Examine the data line by line and report how many lines include the word "costume", with no additional output.

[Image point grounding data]

_ _ _ _

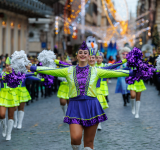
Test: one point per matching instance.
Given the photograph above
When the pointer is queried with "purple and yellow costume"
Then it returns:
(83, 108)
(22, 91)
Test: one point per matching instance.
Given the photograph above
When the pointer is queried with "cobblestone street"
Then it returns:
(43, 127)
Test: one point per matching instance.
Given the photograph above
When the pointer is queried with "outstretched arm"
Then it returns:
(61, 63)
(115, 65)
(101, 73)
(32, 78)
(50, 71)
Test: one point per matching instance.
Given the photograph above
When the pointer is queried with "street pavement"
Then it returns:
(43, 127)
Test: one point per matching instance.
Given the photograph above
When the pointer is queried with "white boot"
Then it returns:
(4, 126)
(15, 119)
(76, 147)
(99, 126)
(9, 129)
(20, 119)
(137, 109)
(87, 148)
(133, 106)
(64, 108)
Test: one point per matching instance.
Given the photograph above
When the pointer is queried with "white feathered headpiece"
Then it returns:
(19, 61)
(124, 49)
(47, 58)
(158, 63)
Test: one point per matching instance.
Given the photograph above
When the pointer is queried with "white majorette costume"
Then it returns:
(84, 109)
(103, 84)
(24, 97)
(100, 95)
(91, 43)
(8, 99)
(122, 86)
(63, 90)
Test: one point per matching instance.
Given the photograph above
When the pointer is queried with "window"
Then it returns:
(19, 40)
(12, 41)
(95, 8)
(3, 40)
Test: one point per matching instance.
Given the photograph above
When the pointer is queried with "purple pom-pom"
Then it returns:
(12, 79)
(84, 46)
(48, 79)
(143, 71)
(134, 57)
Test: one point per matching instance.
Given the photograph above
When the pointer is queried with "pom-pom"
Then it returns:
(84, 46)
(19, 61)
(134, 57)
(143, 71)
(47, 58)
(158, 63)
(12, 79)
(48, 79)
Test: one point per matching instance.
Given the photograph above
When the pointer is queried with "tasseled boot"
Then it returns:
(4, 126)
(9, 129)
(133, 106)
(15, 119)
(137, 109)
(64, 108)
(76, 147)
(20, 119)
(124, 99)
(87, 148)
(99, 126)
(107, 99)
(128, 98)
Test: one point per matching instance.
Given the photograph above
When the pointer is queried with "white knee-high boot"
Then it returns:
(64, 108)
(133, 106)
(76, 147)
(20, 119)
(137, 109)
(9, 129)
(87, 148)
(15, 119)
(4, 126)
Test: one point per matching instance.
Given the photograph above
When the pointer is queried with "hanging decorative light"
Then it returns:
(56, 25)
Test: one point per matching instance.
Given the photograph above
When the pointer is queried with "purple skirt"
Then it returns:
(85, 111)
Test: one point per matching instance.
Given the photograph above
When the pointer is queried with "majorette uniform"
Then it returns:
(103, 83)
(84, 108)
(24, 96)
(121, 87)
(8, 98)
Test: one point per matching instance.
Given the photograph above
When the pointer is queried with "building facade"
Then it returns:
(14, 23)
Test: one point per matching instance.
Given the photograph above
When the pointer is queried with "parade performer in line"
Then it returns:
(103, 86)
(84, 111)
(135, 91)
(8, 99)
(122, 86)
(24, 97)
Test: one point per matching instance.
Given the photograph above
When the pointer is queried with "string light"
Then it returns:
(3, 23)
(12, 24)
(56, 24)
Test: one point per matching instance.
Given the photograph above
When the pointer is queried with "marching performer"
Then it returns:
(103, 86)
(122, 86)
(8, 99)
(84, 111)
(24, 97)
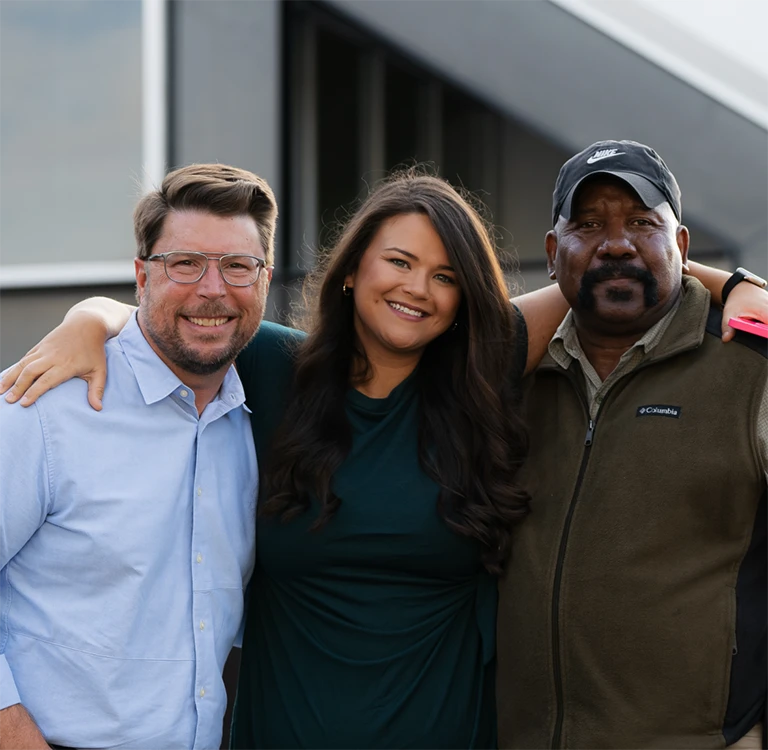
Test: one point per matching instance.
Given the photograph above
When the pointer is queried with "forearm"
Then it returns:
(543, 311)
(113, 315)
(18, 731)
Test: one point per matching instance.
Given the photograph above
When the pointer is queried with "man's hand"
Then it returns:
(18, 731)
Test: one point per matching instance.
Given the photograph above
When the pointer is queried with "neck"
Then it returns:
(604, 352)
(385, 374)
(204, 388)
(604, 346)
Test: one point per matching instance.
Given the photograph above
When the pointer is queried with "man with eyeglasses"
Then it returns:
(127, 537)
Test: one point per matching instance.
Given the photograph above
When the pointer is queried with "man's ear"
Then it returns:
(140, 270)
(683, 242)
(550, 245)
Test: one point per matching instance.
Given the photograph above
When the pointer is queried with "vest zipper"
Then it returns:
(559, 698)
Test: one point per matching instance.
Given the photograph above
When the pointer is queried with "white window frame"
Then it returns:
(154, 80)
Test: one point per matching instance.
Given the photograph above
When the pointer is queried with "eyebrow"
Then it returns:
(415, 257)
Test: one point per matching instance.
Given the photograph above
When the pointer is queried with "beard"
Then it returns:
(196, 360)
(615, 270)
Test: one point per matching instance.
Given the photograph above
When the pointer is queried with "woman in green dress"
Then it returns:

_ _ _ _

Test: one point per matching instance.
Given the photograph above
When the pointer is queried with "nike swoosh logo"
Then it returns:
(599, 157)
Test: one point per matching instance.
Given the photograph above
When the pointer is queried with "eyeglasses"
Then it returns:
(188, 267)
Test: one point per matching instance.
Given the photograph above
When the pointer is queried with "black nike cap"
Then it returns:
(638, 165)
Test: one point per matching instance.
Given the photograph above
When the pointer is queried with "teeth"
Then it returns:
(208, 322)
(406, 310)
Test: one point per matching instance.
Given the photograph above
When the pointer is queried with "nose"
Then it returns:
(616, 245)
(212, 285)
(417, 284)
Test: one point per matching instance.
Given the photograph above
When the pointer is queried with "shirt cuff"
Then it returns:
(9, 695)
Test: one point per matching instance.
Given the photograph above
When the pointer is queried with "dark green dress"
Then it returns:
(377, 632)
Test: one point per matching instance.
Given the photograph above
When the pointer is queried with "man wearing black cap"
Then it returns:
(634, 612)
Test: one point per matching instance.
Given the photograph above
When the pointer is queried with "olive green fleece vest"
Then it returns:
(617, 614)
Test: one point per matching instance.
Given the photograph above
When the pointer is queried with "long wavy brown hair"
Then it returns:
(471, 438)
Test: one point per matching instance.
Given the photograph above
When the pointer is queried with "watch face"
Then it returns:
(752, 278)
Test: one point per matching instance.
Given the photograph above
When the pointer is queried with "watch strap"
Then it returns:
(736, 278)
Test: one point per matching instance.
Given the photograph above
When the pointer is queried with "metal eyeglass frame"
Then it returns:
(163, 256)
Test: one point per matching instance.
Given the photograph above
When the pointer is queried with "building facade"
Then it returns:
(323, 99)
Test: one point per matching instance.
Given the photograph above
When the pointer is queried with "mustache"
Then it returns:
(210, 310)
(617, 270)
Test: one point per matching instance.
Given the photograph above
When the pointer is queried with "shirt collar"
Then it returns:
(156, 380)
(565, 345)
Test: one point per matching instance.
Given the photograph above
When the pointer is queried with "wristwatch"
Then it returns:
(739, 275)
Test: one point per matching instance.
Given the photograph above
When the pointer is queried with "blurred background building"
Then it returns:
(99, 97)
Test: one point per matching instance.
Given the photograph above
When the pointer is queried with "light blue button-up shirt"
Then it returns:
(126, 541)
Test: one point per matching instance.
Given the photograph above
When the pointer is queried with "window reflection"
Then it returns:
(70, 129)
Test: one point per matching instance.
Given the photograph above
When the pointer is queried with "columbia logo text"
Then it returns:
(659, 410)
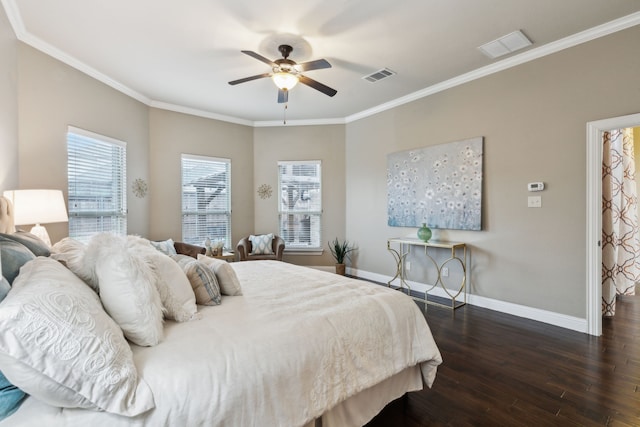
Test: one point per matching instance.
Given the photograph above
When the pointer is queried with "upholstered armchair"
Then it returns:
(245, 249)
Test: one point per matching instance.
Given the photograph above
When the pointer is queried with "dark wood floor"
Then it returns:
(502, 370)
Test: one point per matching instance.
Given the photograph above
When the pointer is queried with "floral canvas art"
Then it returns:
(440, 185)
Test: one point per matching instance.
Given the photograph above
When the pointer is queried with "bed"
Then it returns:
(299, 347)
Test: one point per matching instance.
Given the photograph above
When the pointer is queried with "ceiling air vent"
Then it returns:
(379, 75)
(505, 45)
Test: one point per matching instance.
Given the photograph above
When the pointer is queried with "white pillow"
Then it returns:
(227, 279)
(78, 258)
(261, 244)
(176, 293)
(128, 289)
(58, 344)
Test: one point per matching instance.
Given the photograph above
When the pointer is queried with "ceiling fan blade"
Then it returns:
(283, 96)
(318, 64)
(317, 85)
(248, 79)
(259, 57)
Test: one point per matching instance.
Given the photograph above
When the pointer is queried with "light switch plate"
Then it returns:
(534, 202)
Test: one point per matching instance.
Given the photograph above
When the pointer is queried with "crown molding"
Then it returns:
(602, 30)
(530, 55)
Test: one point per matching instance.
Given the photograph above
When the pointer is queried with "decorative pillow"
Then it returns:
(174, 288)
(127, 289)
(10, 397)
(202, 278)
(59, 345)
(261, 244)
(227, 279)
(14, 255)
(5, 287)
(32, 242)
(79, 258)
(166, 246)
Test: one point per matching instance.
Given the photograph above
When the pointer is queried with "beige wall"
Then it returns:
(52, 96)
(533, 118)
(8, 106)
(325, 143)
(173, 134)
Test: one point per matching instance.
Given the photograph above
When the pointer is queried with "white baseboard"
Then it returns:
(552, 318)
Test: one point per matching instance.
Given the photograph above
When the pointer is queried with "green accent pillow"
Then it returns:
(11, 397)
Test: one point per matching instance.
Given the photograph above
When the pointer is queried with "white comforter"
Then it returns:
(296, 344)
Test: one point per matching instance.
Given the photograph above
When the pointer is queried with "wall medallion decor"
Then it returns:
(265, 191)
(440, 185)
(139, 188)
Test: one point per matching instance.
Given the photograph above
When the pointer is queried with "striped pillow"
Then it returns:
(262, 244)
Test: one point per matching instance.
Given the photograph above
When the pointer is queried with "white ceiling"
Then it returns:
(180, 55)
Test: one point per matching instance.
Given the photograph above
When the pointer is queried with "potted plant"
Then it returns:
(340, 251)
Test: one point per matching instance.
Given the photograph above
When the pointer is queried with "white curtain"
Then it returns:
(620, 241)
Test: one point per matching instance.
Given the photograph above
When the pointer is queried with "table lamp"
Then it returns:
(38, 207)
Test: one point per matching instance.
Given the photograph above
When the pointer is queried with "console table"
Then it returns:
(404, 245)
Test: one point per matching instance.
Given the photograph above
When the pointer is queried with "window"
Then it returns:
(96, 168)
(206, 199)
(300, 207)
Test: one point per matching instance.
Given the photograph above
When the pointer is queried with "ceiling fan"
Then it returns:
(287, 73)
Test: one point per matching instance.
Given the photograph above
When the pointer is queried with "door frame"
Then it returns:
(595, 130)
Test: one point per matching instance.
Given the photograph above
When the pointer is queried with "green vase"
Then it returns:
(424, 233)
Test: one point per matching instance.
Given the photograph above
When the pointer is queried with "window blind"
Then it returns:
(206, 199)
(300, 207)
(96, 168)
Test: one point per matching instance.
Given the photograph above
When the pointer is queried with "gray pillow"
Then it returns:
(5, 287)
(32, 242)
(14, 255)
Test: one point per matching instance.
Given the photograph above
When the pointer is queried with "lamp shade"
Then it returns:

_ _ _ _

▸ THE COMPLETED TASK
2